▸ **Data to process**
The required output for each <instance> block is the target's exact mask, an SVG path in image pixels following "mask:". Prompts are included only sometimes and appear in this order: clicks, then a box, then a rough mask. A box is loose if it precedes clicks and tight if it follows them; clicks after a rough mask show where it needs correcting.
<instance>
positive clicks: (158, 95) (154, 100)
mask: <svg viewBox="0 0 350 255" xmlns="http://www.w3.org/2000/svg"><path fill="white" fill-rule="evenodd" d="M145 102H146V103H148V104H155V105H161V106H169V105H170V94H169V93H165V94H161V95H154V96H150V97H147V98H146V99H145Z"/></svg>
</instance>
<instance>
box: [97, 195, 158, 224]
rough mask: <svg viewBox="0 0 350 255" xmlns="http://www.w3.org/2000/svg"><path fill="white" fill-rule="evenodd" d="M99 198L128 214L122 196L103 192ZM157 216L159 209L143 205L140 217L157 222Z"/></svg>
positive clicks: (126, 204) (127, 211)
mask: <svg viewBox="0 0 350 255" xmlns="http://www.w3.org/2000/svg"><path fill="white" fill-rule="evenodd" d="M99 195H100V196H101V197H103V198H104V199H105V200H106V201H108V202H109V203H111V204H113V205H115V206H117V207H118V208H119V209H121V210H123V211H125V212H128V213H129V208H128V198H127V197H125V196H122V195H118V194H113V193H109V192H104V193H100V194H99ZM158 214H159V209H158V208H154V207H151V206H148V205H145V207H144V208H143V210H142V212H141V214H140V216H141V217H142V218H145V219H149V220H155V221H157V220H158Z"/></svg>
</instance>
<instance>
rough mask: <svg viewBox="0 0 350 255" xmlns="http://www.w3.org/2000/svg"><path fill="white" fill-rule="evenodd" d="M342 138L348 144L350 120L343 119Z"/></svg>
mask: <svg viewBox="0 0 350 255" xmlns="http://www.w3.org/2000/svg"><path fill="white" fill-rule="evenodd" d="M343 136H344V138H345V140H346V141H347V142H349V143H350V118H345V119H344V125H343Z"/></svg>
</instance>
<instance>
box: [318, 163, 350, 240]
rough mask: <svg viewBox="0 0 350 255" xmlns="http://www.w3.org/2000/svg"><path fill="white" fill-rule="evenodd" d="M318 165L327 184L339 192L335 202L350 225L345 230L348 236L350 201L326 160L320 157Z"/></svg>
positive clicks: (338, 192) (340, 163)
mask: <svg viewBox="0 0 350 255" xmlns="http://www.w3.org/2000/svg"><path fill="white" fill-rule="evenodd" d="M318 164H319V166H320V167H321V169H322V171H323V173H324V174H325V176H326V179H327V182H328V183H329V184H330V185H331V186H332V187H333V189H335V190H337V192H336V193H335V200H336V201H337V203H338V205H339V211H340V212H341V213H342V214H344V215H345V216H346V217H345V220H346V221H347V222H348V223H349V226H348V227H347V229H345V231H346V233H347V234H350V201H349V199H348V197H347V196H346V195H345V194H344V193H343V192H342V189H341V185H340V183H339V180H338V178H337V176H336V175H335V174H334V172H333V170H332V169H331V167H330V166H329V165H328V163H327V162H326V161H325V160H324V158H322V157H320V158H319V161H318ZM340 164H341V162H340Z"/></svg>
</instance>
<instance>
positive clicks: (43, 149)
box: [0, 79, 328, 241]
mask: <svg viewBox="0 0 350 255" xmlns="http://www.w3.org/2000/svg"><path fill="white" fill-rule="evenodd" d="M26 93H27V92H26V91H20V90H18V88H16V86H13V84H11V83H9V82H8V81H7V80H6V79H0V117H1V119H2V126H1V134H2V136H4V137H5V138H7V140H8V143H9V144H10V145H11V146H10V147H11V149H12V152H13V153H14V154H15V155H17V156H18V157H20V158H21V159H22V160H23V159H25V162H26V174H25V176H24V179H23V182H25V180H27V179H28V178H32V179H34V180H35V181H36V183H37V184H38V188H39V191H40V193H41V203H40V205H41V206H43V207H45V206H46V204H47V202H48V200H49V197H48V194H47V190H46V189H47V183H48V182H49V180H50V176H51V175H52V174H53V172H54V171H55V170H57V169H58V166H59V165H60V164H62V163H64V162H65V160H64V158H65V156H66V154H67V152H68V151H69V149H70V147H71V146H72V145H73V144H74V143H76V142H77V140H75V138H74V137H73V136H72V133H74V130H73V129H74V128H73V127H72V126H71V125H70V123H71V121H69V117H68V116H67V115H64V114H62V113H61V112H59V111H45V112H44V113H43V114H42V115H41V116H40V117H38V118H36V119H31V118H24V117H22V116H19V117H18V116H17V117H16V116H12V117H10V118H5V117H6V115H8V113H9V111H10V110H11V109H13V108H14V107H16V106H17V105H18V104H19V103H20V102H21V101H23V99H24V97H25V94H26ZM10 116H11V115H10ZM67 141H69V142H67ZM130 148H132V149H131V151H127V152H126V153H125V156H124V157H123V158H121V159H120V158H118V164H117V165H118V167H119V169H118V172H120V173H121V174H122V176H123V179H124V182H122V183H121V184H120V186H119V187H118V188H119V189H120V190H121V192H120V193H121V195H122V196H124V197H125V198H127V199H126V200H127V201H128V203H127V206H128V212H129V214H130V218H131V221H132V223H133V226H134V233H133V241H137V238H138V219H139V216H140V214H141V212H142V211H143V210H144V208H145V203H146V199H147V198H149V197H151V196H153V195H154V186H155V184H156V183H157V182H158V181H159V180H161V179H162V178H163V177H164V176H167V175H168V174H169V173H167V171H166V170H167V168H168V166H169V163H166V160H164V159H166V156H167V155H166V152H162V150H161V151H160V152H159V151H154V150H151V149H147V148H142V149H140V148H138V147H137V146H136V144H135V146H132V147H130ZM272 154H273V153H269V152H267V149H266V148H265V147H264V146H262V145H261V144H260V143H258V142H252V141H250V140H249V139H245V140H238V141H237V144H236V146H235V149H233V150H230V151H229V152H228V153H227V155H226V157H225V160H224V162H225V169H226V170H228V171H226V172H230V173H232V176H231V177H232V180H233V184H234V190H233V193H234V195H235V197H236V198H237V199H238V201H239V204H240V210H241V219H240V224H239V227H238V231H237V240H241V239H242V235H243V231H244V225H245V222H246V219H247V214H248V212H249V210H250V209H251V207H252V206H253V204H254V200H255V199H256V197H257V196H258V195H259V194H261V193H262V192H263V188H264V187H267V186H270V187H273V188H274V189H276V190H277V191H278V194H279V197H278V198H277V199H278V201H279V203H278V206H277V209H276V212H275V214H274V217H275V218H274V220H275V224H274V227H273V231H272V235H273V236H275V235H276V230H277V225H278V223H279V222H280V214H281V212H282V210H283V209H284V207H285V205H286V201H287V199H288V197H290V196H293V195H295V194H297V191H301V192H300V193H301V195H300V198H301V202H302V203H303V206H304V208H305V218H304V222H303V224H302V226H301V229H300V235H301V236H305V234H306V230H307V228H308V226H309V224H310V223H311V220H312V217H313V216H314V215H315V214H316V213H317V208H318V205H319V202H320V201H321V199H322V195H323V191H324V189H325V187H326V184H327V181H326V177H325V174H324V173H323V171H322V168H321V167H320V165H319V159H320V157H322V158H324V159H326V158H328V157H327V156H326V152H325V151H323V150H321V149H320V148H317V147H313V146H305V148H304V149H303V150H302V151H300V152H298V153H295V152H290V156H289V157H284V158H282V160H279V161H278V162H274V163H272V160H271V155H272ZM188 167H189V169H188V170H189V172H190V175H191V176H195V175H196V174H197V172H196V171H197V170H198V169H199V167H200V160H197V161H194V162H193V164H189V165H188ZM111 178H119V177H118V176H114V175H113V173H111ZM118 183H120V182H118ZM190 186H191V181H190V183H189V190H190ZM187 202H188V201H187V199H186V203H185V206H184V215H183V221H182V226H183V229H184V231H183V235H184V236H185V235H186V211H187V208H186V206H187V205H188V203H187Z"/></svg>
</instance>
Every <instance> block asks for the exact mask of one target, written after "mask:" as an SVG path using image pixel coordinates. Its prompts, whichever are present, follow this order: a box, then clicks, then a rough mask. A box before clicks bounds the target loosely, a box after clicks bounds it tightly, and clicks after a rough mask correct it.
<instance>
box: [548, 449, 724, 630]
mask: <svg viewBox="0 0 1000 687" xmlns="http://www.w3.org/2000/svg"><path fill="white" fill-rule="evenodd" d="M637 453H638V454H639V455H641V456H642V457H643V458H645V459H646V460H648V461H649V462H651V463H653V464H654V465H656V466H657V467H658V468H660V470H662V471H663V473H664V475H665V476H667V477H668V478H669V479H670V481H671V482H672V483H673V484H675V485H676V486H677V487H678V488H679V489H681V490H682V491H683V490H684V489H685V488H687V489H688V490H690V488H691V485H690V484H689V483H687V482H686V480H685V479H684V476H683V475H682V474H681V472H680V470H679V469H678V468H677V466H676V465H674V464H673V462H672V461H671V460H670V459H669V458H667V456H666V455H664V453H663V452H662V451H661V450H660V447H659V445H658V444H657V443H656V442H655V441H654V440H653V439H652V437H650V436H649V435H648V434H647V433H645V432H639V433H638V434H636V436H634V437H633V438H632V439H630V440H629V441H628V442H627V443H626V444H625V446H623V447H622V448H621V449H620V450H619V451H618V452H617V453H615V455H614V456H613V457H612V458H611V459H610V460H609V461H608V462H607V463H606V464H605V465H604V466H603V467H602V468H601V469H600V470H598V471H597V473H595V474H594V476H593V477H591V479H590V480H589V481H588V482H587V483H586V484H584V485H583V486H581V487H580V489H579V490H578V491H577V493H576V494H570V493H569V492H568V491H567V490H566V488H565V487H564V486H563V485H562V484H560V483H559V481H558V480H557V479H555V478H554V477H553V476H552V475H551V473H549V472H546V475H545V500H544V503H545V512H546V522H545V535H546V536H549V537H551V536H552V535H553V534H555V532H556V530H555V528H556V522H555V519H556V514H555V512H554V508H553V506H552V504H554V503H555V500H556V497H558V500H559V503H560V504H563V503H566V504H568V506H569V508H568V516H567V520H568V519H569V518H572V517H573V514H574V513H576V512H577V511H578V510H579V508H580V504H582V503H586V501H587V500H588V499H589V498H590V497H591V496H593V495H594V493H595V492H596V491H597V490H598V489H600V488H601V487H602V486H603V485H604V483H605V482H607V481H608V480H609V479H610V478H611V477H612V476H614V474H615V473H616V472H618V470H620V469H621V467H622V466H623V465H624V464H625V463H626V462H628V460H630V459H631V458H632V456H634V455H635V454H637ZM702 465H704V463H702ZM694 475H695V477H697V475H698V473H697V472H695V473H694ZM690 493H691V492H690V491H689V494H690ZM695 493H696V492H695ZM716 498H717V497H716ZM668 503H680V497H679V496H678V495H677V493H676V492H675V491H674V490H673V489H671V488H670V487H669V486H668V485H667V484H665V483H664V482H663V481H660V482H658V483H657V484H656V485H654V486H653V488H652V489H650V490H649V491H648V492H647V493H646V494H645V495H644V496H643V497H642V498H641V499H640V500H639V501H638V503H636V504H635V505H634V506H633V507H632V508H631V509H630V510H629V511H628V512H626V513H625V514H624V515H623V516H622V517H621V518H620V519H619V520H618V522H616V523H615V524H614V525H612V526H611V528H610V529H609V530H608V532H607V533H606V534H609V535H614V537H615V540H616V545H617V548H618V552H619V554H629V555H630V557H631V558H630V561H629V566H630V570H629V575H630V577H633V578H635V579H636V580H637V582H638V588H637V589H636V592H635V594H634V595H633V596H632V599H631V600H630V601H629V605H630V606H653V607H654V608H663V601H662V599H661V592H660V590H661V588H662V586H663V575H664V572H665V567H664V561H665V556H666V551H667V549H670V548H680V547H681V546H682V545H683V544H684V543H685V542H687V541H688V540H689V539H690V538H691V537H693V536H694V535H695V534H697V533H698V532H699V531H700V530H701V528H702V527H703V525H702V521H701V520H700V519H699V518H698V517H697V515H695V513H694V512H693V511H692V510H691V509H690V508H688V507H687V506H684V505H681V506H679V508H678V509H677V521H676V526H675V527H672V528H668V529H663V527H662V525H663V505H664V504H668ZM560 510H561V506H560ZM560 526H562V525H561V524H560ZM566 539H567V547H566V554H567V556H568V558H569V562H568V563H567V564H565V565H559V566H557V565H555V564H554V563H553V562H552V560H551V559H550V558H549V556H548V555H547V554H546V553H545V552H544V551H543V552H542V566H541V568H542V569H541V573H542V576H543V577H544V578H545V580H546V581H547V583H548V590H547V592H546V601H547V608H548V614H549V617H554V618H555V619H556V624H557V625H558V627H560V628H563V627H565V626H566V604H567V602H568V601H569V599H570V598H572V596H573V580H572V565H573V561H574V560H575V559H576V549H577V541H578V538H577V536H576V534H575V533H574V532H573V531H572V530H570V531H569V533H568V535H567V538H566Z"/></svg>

▸ **Work order**
Set down again, word for word, the stretch of records from the line with "165L327 184L339 192L335" to the line with "positive clicks: (43, 149)", both of those lines included.

▸ **Task answer**
rough mask: <svg viewBox="0 0 350 255" xmlns="http://www.w3.org/2000/svg"><path fill="white" fill-rule="evenodd" d="M318 165L327 184L339 192L335 202L350 225L345 230L348 236L350 201L326 160L320 157Z"/></svg>
positive clicks: (338, 192) (340, 163)
mask: <svg viewBox="0 0 350 255" xmlns="http://www.w3.org/2000/svg"><path fill="white" fill-rule="evenodd" d="M318 164H319V166H320V167H321V169H322V171H323V173H324V174H325V176H326V179H327V182H328V183H329V184H330V185H331V186H332V187H333V189H335V190H337V192H336V193H335V200H336V201H337V203H338V205H339V211H340V212H341V213H342V214H344V215H345V216H346V217H345V220H346V221H347V222H348V223H349V226H348V227H347V229H345V231H346V233H347V234H350V201H349V199H348V197H347V196H346V195H345V194H344V193H343V192H342V189H341V185H340V183H339V180H338V178H337V176H336V175H335V174H334V172H333V170H332V169H331V167H330V166H329V165H328V163H327V162H326V161H325V160H324V158H322V157H320V158H319V161H318ZM340 164H341V162H340Z"/></svg>
</instance>
<instance>
positive clicks: (43, 149)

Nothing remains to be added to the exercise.